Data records
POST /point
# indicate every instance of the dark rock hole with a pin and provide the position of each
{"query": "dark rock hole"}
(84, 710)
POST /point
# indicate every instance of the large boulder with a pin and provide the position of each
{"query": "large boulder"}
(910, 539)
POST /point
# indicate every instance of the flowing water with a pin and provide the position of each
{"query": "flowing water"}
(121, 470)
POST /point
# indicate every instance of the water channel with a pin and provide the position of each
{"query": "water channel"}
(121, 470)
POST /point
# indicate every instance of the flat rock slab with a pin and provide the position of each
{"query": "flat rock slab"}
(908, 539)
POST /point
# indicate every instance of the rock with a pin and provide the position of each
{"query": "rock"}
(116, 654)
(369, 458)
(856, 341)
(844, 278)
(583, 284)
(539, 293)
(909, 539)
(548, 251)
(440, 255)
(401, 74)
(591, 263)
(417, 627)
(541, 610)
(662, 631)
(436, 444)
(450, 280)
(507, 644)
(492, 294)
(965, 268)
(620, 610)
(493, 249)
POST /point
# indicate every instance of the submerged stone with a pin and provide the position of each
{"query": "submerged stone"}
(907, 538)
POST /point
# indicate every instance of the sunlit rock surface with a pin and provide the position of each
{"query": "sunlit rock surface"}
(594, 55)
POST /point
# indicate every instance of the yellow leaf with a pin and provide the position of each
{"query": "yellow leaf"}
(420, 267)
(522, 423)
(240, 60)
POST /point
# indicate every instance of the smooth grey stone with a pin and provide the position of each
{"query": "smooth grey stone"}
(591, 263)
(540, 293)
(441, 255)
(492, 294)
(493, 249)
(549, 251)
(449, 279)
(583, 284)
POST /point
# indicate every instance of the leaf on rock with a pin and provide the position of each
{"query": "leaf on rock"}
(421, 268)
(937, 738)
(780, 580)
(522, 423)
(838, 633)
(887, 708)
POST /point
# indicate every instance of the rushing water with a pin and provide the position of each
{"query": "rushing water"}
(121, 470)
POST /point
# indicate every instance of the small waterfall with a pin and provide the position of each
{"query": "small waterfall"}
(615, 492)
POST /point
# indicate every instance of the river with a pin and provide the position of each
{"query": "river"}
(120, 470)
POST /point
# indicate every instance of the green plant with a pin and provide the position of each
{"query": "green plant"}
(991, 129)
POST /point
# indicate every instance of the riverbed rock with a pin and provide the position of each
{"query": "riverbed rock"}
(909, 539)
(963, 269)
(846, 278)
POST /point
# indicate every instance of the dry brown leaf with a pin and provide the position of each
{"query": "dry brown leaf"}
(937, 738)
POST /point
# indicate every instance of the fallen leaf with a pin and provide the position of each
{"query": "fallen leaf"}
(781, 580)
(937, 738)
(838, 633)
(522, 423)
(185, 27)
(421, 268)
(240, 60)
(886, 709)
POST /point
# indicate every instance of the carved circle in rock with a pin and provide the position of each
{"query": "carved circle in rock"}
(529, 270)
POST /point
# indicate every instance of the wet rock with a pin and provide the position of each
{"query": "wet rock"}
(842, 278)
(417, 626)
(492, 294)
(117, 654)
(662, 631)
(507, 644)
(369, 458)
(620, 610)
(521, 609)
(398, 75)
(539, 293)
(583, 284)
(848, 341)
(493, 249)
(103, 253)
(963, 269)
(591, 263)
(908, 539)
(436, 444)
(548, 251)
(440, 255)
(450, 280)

* PROBLEM STATEMENT: Return the records in full. Omit nothing.

* EXERCISE ANSWER:
POST /point
# indicate every instance of the dark rock hole with a pin and provide the position of each
{"query": "dark rock hole"}
(84, 710)
POST /point
# indicate every instance of the large boulder with a pin and provide the position of each
{"query": "large boulder"}
(910, 539)
POST /point
# indicate every instance of the flowing water with a pin and provide the position of each
{"query": "flowing water"}
(121, 470)
POST /point
# indicate every instance of the water channel with a pin and provide the position of each
{"query": "water channel"}
(121, 470)
POST /point
# indicate every instance of the flat rock slab with a pin and provide the position of each
{"query": "flat rock slab"}
(908, 539)
POST /point
# indicate every instance of the rock with a pin and provide the position of each
{"query": "rock"}
(116, 654)
(369, 458)
(856, 341)
(844, 278)
(583, 284)
(539, 293)
(909, 539)
(548, 251)
(440, 255)
(401, 74)
(591, 263)
(417, 627)
(541, 610)
(662, 631)
(436, 444)
(450, 280)
(507, 644)
(492, 294)
(965, 268)
(620, 610)
(493, 249)
POST /point
# indicate every instance of the submerged stone with a pin and provide the position of each
{"query": "submerged stone"}
(907, 538)
POST /point
# indicate every instance of the sunlit rock surface with a pin and provide the position of each
{"query": "sunlit rock surface"}
(594, 55)
POST /point
# indicate every instance of the yellow leaf with a pin and provide the position of each
{"query": "yellow leaf"}
(420, 267)
(522, 423)
(240, 60)
POST /point
# indicate every instance of the smooth grey stone with a pin and provide the position of each
{"query": "smooth grey stone"}
(591, 263)
(540, 293)
(441, 255)
(492, 294)
(493, 249)
(549, 251)
(449, 279)
(583, 284)
POST /point
# indicate every instance of the leaf on rock with a pin and provide the position of each
{"query": "leaf on rock"}
(421, 268)
(937, 738)
(780, 580)
(522, 423)
(838, 633)
(887, 708)
POST /point
# indicate every instance of the rushing water with a pin and provide the position of each
{"query": "rushing water"}
(121, 470)
POST /point
# indicate every instance of the small waterfall with a pin and provide the position of each
{"query": "small waterfall"}
(615, 492)
POST /point
# indicate every instance of the river with a pin and provide the position of each
{"query": "river"}
(120, 470)
POST /point
# indicate every instance of the green plant with a pin and provide the position of each
{"query": "green plant"}
(991, 129)
POST /point
# indicate every instance of the riverbed rock with a pin and provide the position of each
{"query": "riverbed rock"}
(909, 539)
(963, 269)
(846, 278)
POST /point
# indicate every instance of the dry brown leaf with a pin and provide the position of each
{"query": "dry brown leaf"}
(937, 738)
POST /point
# indicate every instance of the fallen leaf with a pin and provide the position of each
{"query": "fallen leaf"}
(781, 580)
(937, 738)
(838, 633)
(522, 423)
(185, 27)
(421, 268)
(240, 60)
(886, 709)
POST /point
# indicate every instance of the carved circle in rock with a pin and provide the position of each
{"query": "carved circle in rock"}
(529, 270)
POST /point
# indicate every instance of the wet rock with a pin and provide the position of each
{"query": "wet rock"}
(842, 278)
(417, 626)
(492, 294)
(117, 654)
(662, 631)
(507, 644)
(369, 458)
(620, 610)
(521, 609)
(398, 75)
(539, 293)
(583, 284)
(848, 341)
(493, 249)
(103, 253)
(963, 269)
(591, 263)
(908, 539)
(436, 444)
(548, 251)
(440, 255)
(450, 280)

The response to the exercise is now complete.